**Work instruction:** Note the line where "Find the stool" appears in the data below; write it out exactly, along with every line that comes after it to the end.

(Collected data)
== == ==

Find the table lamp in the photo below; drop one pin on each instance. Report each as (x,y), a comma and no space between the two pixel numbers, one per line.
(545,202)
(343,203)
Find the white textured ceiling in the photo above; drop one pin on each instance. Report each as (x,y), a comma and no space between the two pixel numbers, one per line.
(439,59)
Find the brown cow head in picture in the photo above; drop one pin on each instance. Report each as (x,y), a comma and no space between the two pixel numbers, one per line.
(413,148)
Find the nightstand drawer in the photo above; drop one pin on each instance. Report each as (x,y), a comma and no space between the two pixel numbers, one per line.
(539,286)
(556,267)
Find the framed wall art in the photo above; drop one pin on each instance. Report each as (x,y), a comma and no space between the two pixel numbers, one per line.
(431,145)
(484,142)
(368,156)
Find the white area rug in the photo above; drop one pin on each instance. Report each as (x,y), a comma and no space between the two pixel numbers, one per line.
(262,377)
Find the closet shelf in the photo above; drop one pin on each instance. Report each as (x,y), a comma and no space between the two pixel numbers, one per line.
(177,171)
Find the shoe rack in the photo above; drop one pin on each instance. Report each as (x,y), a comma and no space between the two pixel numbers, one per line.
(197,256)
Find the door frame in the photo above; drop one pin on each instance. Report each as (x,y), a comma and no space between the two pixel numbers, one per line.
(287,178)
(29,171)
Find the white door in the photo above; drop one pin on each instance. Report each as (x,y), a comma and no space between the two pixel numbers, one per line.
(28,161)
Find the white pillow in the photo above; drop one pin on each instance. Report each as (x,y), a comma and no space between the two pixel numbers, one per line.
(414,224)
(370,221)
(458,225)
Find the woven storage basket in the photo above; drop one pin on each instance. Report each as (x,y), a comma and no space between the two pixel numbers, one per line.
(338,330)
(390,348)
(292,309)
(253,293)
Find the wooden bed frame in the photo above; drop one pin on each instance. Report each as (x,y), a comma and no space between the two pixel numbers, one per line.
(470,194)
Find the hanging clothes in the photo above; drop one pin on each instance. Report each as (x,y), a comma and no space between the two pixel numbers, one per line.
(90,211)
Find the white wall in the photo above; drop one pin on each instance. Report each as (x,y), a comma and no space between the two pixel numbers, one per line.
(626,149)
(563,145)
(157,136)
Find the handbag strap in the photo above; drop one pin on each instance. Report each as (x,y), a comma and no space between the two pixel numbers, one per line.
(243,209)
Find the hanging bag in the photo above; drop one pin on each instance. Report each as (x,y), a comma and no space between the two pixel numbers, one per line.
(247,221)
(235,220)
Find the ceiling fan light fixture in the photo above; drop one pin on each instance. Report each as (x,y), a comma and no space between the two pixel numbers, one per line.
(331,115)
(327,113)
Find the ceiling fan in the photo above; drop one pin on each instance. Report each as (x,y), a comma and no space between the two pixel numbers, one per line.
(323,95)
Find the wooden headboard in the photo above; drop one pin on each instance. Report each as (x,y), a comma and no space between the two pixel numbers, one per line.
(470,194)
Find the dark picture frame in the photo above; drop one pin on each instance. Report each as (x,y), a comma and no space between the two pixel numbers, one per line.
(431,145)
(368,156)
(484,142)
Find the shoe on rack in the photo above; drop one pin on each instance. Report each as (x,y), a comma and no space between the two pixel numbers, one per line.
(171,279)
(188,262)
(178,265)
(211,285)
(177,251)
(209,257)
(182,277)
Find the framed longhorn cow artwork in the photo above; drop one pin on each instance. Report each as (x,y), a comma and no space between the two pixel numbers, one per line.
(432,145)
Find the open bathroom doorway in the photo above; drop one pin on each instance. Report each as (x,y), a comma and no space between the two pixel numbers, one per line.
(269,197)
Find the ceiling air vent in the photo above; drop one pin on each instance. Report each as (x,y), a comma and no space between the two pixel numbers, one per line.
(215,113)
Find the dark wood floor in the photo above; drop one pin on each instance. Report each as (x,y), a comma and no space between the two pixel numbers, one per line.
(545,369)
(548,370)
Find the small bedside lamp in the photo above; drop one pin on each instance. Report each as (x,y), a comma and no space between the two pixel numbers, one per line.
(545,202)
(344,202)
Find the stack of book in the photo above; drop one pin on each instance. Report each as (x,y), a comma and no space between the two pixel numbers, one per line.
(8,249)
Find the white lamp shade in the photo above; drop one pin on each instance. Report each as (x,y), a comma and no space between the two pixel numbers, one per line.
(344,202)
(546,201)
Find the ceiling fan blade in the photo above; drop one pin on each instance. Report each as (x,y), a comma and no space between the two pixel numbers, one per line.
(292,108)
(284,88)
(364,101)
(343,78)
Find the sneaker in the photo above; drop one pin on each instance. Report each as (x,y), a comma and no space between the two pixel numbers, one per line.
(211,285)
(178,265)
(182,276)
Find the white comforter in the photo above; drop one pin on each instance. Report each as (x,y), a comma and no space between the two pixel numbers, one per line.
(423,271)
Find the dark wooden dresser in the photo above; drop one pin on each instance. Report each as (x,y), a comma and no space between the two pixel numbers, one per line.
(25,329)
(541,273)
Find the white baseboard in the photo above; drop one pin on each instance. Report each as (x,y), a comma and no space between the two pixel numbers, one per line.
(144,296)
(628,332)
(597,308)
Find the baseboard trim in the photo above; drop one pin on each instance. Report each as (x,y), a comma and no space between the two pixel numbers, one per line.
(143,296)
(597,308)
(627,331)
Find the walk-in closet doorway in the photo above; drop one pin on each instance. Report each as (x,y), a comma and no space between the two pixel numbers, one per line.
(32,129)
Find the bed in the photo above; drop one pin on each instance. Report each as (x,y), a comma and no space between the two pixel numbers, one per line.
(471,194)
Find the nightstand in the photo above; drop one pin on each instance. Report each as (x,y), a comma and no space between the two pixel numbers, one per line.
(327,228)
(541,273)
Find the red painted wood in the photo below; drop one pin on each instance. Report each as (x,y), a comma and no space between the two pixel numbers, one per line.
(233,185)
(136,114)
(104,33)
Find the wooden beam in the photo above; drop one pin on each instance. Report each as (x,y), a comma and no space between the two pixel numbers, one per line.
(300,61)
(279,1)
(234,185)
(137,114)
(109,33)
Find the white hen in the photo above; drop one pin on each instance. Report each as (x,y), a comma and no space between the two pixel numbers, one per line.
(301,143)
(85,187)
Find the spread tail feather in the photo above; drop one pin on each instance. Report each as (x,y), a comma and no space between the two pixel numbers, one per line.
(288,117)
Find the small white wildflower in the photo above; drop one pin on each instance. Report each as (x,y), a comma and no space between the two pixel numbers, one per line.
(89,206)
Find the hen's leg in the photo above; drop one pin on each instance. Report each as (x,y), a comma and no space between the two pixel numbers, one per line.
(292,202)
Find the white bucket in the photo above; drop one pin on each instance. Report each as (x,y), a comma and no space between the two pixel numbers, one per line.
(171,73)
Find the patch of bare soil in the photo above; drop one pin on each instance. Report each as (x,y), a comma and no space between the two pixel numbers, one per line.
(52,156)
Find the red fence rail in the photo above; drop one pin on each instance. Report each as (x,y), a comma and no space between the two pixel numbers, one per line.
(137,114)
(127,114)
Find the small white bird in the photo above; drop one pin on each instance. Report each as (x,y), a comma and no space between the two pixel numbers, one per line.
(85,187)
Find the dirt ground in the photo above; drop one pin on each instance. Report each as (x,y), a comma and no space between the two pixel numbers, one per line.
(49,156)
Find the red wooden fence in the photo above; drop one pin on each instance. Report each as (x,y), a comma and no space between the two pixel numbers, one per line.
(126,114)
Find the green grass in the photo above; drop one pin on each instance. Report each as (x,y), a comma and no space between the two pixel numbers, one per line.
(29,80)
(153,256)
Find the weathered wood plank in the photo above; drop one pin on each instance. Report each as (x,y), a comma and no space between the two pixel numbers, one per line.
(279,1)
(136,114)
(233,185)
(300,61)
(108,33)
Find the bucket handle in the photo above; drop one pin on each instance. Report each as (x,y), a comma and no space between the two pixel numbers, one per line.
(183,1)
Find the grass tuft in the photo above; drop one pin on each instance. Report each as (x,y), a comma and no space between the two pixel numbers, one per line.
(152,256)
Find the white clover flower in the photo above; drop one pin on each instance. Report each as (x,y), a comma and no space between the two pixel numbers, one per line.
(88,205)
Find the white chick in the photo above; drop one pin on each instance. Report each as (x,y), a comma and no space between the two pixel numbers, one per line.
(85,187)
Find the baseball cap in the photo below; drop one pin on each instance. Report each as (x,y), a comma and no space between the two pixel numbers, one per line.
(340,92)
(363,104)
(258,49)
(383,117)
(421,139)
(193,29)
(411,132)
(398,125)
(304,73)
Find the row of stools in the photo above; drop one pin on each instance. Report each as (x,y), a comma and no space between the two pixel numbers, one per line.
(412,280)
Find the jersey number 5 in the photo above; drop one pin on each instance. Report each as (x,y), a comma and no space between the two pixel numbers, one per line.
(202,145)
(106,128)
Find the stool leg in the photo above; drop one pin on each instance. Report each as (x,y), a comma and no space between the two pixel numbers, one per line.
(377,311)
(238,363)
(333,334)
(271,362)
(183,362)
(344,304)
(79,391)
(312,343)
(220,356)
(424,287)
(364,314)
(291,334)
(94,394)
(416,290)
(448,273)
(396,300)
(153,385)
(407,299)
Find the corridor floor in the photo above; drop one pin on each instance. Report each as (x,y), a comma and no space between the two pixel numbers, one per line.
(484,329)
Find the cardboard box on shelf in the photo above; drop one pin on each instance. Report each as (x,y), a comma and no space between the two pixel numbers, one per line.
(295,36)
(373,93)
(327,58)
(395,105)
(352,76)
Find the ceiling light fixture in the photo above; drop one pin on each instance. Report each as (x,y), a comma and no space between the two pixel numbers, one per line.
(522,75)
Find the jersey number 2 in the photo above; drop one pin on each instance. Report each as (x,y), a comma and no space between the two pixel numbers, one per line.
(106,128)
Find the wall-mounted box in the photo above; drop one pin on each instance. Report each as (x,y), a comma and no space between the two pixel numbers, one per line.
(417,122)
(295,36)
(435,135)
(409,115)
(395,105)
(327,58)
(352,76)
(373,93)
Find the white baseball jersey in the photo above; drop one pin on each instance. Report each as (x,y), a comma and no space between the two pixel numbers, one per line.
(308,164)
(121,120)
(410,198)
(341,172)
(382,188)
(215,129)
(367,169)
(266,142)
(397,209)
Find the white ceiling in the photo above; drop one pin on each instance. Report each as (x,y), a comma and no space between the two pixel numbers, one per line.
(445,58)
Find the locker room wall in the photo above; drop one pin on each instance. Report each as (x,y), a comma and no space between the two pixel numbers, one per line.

== == ==

**Output of the exercise:**
Find the stool leg in the photo above; drop one pin on each instance. Report each as (x,y), a comma and no space between the two pixel numbers, one per line.
(377,311)
(238,363)
(333,334)
(271,362)
(183,362)
(344,304)
(79,391)
(312,343)
(220,356)
(424,287)
(364,314)
(291,334)
(94,394)
(416,290)
(448,273)
(396,300)
(153,385)
(407,299)
Find the corridor floor in the photo above; drop one pin on each instance. Report each as (x,y), a comma and no space between the two pixel numbers, one per line.
(484,329)
Find the cardboard box on shelf in the photo above; drop one pin on each instance. Report each as (x,y), a comma and no space between the two pixel numbers, one per line.
(295,36)
(373,93)
(327,58)
(395,105)
(352,76)
Find the ceiling light fixture in the photo above; drop one pin on each instance. Report each as (x,y), a comma and no space between the two pixel numbers, one per line.
(522,75)
Find the jersey number 2 in the photo above; drop one pin on each instance. Report each as (x,y), a comma and no space between the two pixel numbers, one per line.
(106,128)
Find the wall-mounted box in the photo above; drop one pin on each instance. Report each as (x,y), a comma and no space between the two pixel numbers, one per line.
(417,122)
(295,36)
(435,135)
(409,115)
(395,105)
(327,58)
(352,76)
(373,93)
Find the white baseball jersey in the photo above; drop one pin on each instance. Report each as (x,y), a comma and no space between the two pixel numbers, one per line.
(308,164)
(121,120)
(410,198)
(341,172)
(382,188)
(215,129)
(367,169)
(266,142)
(397,209)
Find the white ceiling in the photo above; drop one pin on each instance. Report each as (x,y), a comma and no space between the two pixel numbers, one per line.
(445,58)
Find the locker room wall in the photo above; drop one pin on each instance. Report each as (x,y), a comma and no space between the two pixel numbers, one per line.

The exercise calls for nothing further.